= What this task involves =
After reading the data, copy it out in full and exactly.

= Dataset records =
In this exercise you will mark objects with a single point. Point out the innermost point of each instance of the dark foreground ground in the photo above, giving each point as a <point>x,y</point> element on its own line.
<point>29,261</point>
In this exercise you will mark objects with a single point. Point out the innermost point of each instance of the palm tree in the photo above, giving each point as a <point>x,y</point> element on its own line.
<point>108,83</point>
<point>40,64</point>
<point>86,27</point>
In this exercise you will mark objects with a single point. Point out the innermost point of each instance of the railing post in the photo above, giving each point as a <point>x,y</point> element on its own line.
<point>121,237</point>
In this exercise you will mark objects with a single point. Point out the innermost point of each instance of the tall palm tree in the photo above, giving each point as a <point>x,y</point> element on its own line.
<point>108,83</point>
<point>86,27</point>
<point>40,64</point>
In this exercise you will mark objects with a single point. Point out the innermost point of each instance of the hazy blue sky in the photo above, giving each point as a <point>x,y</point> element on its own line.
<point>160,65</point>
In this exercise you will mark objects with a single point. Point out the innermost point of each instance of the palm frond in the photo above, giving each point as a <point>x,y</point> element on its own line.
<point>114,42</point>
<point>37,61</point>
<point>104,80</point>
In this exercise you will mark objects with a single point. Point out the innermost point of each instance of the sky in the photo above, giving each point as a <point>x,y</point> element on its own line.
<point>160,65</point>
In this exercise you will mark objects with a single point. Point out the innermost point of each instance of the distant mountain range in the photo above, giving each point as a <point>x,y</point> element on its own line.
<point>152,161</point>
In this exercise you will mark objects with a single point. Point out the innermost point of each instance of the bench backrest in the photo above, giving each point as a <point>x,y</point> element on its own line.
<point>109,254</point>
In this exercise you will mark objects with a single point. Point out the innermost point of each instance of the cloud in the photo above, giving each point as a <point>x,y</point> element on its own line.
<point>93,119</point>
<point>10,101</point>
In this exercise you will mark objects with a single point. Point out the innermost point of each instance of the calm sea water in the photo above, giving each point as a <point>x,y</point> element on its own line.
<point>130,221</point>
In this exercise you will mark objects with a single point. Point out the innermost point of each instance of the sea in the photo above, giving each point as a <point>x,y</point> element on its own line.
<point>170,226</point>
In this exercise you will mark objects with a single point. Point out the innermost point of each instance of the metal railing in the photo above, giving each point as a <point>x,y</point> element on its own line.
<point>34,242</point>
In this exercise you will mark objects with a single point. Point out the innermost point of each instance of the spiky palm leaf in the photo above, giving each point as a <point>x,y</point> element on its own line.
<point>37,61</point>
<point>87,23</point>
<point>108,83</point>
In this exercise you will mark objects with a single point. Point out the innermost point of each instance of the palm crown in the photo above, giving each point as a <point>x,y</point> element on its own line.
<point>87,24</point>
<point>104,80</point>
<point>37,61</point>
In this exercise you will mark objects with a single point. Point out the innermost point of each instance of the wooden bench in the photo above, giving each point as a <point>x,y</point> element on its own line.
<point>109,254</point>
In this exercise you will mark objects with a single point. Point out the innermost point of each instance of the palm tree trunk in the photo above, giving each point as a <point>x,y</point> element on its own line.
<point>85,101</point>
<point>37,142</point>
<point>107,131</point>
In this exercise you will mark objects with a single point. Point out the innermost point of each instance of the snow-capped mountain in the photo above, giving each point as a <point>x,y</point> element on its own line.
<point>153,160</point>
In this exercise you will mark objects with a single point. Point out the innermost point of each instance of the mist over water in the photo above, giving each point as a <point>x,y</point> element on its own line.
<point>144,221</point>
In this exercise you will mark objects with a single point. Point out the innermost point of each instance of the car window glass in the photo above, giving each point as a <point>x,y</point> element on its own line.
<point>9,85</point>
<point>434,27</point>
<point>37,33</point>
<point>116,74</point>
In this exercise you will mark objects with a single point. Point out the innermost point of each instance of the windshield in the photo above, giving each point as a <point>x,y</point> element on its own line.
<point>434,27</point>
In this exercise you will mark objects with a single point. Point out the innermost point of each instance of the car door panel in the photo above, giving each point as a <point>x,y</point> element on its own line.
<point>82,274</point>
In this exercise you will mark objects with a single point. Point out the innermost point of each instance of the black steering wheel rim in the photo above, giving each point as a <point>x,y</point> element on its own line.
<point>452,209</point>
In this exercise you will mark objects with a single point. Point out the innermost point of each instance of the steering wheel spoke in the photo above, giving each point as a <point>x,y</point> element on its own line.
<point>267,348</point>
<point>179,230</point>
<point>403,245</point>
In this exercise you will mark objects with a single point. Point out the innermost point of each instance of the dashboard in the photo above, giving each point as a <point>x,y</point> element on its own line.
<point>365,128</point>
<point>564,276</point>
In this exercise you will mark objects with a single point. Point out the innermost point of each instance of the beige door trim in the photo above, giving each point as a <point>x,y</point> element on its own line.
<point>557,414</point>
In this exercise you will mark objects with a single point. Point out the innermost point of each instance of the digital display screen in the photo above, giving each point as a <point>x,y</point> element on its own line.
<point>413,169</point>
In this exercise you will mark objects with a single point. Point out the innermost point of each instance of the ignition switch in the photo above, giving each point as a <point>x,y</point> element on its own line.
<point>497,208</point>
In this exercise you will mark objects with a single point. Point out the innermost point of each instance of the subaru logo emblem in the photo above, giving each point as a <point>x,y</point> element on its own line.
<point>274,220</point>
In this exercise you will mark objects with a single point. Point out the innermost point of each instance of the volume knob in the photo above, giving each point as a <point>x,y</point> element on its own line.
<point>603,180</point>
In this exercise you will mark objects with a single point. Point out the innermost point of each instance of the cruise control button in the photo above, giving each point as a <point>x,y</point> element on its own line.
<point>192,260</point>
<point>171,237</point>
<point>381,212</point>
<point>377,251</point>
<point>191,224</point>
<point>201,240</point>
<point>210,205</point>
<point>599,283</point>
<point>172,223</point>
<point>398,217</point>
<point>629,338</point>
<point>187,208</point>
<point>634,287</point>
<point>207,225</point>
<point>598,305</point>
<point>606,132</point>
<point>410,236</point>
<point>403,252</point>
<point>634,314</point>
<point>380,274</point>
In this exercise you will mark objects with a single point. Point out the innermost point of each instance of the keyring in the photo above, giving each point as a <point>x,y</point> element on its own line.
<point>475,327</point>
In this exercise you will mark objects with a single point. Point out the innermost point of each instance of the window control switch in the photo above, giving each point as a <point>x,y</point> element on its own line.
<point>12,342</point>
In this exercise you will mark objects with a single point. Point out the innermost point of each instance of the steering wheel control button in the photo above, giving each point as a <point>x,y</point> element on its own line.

= Output for this task =
In this exercise you will mark objects with a single point. Point out the innermost point of each instance of the dark foreground ground in the photo above, giving each point as a <point>x,y</point> element on its own line.
<point>29,261</point>
In this exercise you will mark objects with a single point. Point out the innermost point of each instance of the palm tree in the photo above, giving each point as a <point>x,y</point> element on its own line.
<point>108,83</point>
<point>40,64</point>
<point>86,27</point>
In this exercise you will mark objects with a single point. Point out the innermost point of each instance of the railing post in the photo above, giving each point as a <point>x,y</point> element on its own line.
<point>121,237</point>
In this exercise you will mark objects with a single point. Point out the innermost point of each instance of the tall palm tree in the photo above, giving each point as a <point>x,y</point> element on its own line.
<point>108,83</point>
<point>86,27</point>
<point>40,64</point>
In this exercise you will mark objects with a single point. Point out the innermost point of each instance of the hazy blue sky in the photo above, giving each point as a <point>x,y</point> element on its own line.
<point>160,65</point>
In this exercise you will mark objects with a single point. Point out the innermost point of each instance of the palm frond in the photo above, giving each point as a <point>x,y</point> element on its own line.
<point>114,42</point>
<point>37,61</point>
<point>104,80</point>
In this exercise you will mark objects with a single point. Point out the innermost point of each instance of the sky in the photo above, giving each point as a <point>x,y</point> element on its own line.
<point>160,65</point>
In this exercise you will mark objects with a single point. Point out the innermost point of each instance of the distant mountain range in the photo above, giving each point as a <point>x,y</point> element on its own line.
<point>152,161</point>
In this exercise you will mark objects with a single point. Point out the innermost point of each instance of the bench backrest in the photo above, giving each point as a <point>x,y</point> element on its own line.
<point>109,254</point>
In this exercise you will mark objects with a single point. Point out the innermost point of each instance of the cloud in the photo above, giving each point as a <point>x,y</point> element on its own line.
<point>93,119</point>
<point>10,101</point>
In this exercise you will mark objects with a single point. Point out the innermost point of each instance of the calm sea water in the photo above, giving each point as a <point>x,y</point> element on its own line.
<point>130,221</point>
In this exercise you will mark objects with a single point. Point out the innermost point of each instance of the sea in the photo above, giving each point as a <point>x,y</point> element on its own line.
<point>170,226</point>
In this exercise you will mark objects with a single point. Point out the innermost point of each instance of the metal railing in the photo above, giving each point as a <point>x,y</point> element on its own line.
<point>34,242</point>
In this exercise you will mark objects with a single point. Point out the innermost point of each instance of the spiky palm leaf in the photo above, giving each point as a <point>x,y</point> element on its own line.
<point>37,61</point>
<point>87,23</point>
<point>108,83</point>
In this exercise you will mark objects with a single point. Point out the innermost point of each instance of the palm crown in the photo above, giving each point as a <point>x,y</point> element on its own line.
<point>87,24</point>
<point>104,80</point>
<point>37,61</point>
In this exercise you will mark objects with a single point. Point out the innermost point of each instance of the wooden bench in the photo above, giving each point as a <point>x,y</point> element on its own line.
<point>109,254</point>
In this exercise you will mark objects with a single point. Point out the innermost point of each instance of the palm tree trunk in the photo above, giving each point as a <point>x,y</point> element on its own line.
<point>85,101</point>
<point>37,142</point>
<point>107,131</point>
In this exercise you will mark objects with a single point. Point out the innermost point of each instance of the snow-capped mountain in the photo above, giving each point as a <point>x,y</point> element on its own line.
<point>153,160</point>
In this exercise you will mark objects with a single point. Point out the innermost point of each instance of the mist over water in the photo above, giving each point as a <point>x,y</point> element on its own line.
<point>144,221</point>
In this exercise you will mark objects with a single point. Point out the innermost point of each instance of the car window glass in the photo above, giving each point as a <point>x,y</point> element on its own line.
<point>9,85</point>
<point>434,27</point>
<point>37,33</point>
<point>116,74</point>
In this exercise you will mark objects with a single point. Point out the innermost point of each instance of the windshield in the photo above, giving each point as a <point>x,y</point> element on its own line.
<point>434,27</point>
In this exercise you will mark objects with a single point. Point out the innermost point of each instance of the car door panel in the photo above, giving each point as a <point>x,y</point> element on its own line.
<point>82,274</point>
In this exercise you will mark objects with a single point. Point out the innermost point of each instance of the black steering wheel rim in the photo above, giving each point as a <point>x,y</point> element on its own line.
<point>452,209</point>
In this exercise you will mark objects with a single point. Point out the innermost point of each instance of the steering wheel spoke in the photo above, giving each point as a <point>x,y</point> element on its own line.
<point>267,348</point>
<point>179,230</point>
<point>403,245</point>
In this exercise you will mark objects with a single point. Point out the innermost point of each instance of the dashboard in the photo above, giving each point as a <point>x,y</point> element on its own line.
<point>365,128</point>
<point>564,276</point>
In this exercise you will mark objects with a single point. Point out the innermost point of each instance of the beige door trim in the photo above, giving each point as a <point>x,y</point> element on its own line.
<point>557,414</point>
In this exercise you will mark objects with a single point. Point out the innermost point of each instance of the digital display screen in the photo above, giving each point as a <point>x,y</point> element on its own line.
<point>413,169</point>
In this exercise you will mark objects with a single point. Point out the innermost point of each instance of the ignition switch in the photo above, giving each point as a <point>x,y</point> element on its own line.
<point>497,208</point>
In this exercise you will mark objects with a single point. Point out the innermost point of each instance of the subaru logo emblem in the photo above, giving each point as a <point>x,y</point> element on its own line.
<point>274,220</point>
In this exercise you will mark objects with a single point. Point out the innermost point of each instance of the volume knob in the photo above, giving each point as a <point>x,y</point> element on its own line.
<point>603,180</point>
In this exercise you will mark objects with a single point. Point out the innermost point of each instance of the cruise control button in the photo above, giving each point as a <point>x,y</point> element on its own line.
<point>192,260</point>
<point>171,237</point>
<point>381,212</point>
<point>377,251</point>
<point>191,224</point>
<point>201,240</point>
<point>210,205</point>
<point>599,283</point>
<point>172,223</point>
<point>398,217</point>
<point>629,338</point>
<point>187,208</point>
<point>634,287</point>
<point>207,225</point>
<point>598,305</point>
<point>606,132</point>
<point>410,236</point>
<point>403,252</point>
<point>634,314</point>
<point>380,274</point>
In this exercise you will mark objects with a single point. Point out the innermost point of each instance of the keyring in the photo above, giving each point as a <point>x,y</point> element on its own line.
<point>475,327</point>
In this exercise you will mark objects with a single point. Point out the innermost point of each instance of the window control switch in the photo above, giving each point as a <point>x,y</point> element on its own line.
<point>12,342</point>
In this exercise you will mark objects with a single point. Point out the innermost point of each instance of the steering wheel control button in the photo above, giving each point as a <point>x,y</point> element on its own line.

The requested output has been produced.